What is being asked
Pick up the essay on Arafat as a scapegoat after its last sentence and continue it.

Extract to read
+++
FOREWORD: A major impediment to future peace-making between Israelis and
Palestinians is the widespread belief among Israelis that the Palestinians
have already violently rejected the opportunity to establish their own
independent state alongside Israel. In the light of this, it follows that
demands to end the Israeli occupation of the West Bank and Gaza Strip and
back a two-state solution are either naive or disingenuous, and cannot be
taken seriously. This view holds that Yasser Arafat's alleged repudiation
of Ehud Barak's 'generous offer' at the Camp David summit in July 2000,
coupled with his apparently uncompromising affirmation of the 'right of
return', unmasked his true and unchanged intention to liquidate the Israeli
state. Many erstwhile supporters of the Israeli peace camp felt betrayed and
duped and have joined the chorus of vengeance that has swept the land. Once
again, there is a mood in Israel of 'no alternative'. The besiegers feel
besieged. However, it is increasingly becoming clear that the simple Israeli
view of events at Camp David and the popular Israeli interpretation of them are
at variance with the truth. It is of the utmost importance for the destinies of
the two peoples that the record is set straight and the myths debunked so that a
path may be cleared for a future peace initiative. This article - to be
published in the 'Palestine-Israel Journal', October/November 2001- is offered
as a contribution to this vital process.



The Infernal Scapegoat

By Dr Tony Klug
September 2001.

The scapegoat is a recurring theme of Jewish history. In biblical times, it was
a real goat upon which the Jewish high priest cast all the sins of the people.
In exile, it was frequently the Jews themselves, denounced and vilified for the
misdeeds of others. Now it is the turn of Yasser Arafat, the Jewish state's
erstwhile partner for peace and currently its supreme villain.
+++
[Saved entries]

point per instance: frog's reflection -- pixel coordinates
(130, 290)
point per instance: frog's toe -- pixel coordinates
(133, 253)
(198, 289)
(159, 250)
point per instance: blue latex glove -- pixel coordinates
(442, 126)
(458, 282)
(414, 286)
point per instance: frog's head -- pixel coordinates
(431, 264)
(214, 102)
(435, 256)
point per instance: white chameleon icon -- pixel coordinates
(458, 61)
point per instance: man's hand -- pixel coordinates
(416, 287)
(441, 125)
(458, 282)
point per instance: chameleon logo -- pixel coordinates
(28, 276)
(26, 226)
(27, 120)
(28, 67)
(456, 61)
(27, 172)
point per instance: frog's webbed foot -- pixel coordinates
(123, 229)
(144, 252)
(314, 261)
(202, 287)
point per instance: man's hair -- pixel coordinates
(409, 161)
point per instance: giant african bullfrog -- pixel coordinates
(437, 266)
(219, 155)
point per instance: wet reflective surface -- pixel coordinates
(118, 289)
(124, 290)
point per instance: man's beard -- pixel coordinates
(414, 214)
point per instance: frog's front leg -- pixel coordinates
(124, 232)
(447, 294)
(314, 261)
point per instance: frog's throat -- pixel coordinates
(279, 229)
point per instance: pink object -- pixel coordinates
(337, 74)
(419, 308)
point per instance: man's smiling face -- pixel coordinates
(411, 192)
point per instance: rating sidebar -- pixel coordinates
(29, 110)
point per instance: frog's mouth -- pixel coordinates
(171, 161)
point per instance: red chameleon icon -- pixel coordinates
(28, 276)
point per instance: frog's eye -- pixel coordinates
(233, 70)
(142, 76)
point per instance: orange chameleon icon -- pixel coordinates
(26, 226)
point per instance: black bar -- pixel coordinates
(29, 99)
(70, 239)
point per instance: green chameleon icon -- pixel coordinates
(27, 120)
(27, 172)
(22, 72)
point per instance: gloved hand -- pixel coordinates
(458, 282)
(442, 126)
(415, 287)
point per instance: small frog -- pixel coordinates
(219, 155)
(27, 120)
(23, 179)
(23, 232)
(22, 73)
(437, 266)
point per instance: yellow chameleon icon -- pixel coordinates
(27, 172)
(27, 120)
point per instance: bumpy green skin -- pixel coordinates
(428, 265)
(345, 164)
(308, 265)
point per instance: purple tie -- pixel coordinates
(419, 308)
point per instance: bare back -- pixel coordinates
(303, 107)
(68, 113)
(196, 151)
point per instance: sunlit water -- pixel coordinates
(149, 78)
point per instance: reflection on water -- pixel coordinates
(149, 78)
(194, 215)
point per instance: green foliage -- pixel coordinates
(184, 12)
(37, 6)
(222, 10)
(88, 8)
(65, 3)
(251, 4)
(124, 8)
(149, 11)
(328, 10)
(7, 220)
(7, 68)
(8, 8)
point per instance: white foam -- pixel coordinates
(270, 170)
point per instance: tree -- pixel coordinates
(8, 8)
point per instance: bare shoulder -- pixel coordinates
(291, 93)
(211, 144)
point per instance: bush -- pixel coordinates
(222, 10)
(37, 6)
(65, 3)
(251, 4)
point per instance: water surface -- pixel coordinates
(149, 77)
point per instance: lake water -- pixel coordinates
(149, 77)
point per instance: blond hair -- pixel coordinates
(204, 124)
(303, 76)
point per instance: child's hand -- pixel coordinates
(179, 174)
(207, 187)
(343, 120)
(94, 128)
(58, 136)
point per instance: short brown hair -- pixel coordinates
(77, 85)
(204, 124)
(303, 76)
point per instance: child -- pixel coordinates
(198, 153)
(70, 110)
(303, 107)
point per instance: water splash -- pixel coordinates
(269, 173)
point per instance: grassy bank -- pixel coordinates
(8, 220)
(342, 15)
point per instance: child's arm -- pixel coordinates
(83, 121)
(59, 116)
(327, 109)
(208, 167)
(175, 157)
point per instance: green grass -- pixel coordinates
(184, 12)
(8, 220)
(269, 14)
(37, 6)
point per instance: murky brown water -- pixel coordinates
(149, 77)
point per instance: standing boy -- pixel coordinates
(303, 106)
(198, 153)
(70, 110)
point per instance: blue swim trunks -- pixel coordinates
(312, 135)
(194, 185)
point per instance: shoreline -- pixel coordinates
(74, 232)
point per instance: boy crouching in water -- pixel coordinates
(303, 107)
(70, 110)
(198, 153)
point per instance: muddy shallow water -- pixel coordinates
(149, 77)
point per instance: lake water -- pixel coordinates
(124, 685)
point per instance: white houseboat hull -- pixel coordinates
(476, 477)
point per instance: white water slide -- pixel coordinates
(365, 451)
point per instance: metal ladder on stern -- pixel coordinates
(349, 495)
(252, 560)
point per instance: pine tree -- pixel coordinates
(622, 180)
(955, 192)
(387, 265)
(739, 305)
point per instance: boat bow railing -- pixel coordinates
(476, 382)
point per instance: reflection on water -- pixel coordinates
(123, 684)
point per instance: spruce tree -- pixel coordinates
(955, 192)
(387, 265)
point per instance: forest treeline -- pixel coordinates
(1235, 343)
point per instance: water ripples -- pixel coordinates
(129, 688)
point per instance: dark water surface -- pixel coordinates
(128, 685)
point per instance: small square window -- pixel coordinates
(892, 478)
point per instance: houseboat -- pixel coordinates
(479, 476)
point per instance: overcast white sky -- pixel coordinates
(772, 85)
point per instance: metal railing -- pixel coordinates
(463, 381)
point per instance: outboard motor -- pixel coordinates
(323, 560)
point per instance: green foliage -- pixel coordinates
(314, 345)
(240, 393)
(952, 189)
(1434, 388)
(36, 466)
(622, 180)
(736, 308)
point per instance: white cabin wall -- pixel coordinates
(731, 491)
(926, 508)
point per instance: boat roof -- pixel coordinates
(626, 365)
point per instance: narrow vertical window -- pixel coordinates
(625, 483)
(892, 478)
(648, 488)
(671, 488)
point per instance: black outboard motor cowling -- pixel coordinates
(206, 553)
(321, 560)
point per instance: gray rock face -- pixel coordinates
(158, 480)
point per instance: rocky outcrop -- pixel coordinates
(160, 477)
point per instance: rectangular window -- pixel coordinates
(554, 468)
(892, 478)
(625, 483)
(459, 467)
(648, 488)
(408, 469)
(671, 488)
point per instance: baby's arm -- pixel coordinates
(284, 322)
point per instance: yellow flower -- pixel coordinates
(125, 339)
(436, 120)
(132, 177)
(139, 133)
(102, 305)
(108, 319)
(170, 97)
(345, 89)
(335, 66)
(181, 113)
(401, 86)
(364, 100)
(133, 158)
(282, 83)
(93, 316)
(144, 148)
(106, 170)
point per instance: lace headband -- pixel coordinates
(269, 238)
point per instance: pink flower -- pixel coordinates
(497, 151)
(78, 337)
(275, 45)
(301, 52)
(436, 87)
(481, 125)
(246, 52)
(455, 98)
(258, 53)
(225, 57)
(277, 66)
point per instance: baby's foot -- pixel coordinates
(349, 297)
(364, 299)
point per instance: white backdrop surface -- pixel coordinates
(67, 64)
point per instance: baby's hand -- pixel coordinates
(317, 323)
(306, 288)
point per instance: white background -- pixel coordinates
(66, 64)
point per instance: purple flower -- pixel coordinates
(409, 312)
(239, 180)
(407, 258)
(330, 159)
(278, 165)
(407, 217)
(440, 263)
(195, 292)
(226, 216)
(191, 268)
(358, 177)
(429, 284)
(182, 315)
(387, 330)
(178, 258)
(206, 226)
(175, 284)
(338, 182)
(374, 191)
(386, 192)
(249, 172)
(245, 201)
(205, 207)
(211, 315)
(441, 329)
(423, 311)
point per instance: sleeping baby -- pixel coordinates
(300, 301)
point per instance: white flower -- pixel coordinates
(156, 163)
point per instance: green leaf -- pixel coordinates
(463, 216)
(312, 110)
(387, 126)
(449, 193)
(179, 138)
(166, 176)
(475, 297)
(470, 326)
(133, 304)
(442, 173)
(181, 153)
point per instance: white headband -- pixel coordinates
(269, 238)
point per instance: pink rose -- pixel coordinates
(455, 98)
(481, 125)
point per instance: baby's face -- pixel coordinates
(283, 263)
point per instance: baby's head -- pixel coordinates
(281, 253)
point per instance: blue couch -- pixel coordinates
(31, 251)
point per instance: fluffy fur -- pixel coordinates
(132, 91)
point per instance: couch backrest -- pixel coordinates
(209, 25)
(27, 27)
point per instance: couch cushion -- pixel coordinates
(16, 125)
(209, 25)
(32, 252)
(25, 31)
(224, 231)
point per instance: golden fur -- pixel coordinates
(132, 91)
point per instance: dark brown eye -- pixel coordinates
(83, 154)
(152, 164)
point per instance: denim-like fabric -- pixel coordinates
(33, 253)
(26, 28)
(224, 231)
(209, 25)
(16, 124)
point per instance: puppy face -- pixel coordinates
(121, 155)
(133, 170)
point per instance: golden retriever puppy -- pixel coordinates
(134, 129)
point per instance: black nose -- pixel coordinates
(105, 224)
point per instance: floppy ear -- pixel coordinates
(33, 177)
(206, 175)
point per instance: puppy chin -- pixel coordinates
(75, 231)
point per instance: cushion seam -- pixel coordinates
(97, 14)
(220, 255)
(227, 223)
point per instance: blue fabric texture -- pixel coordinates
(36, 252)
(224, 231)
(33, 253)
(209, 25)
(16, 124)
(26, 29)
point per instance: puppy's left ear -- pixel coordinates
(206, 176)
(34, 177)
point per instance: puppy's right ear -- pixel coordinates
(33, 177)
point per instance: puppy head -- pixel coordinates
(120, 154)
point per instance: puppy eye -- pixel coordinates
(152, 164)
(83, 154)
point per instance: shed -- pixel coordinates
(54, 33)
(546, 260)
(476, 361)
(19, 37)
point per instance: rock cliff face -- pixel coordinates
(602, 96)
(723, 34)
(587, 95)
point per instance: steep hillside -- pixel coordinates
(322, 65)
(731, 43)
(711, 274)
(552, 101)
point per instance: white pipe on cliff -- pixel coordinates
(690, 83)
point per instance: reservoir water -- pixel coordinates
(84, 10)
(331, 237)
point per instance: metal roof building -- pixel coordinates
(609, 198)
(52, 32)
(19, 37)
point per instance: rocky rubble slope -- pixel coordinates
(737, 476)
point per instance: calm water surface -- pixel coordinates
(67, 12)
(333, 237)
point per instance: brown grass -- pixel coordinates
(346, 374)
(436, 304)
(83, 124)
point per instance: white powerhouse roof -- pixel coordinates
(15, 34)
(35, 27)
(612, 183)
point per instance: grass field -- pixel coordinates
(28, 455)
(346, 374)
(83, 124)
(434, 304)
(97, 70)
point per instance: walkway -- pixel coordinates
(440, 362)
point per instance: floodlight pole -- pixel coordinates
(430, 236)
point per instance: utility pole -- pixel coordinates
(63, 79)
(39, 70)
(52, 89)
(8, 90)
+++
Response to the task
In the wake of the collapse of the Camp David Summit in July 2000, the
finger of blame was instantly pointed at the Palestinian President,
charging him with wilful sabotage of the peace process by repudiating Ehud
Barak's 'generous offer', by indirectly espousing the liquidation of the
Jewish state and then by launching a violent uprising to this end. He has
been reviled as an unrepentant terrorist and an inveterate liar, who could
no longer suppress his true aims. Even US President Clinton and many
self-proclaimed supporters of the Israeli peace camp - nursing a deep sense of
trust betrayed - joined the orgy of defamation.

The accusations levelled against scapegoats are invariably false, and this
case appears to be no exception. But this is by the way. The point of the
scapegoat is to allow the finger-pointers to escape their share of
responsibility and thereby the need to reflect on their own deficiencies.
If Barak's obsessive quest for absolution meant drowning the aspirations of his
nation, so be it. Being right is more important than achieving peace. However,
especially now, these are dangerous indulgences. It is vital that Israeli
society swiftly emerges from its shell-shock, lets go of its righteous
indignation and starts critically to examine its own part and that of its
political leaders in fomenting the current crisis.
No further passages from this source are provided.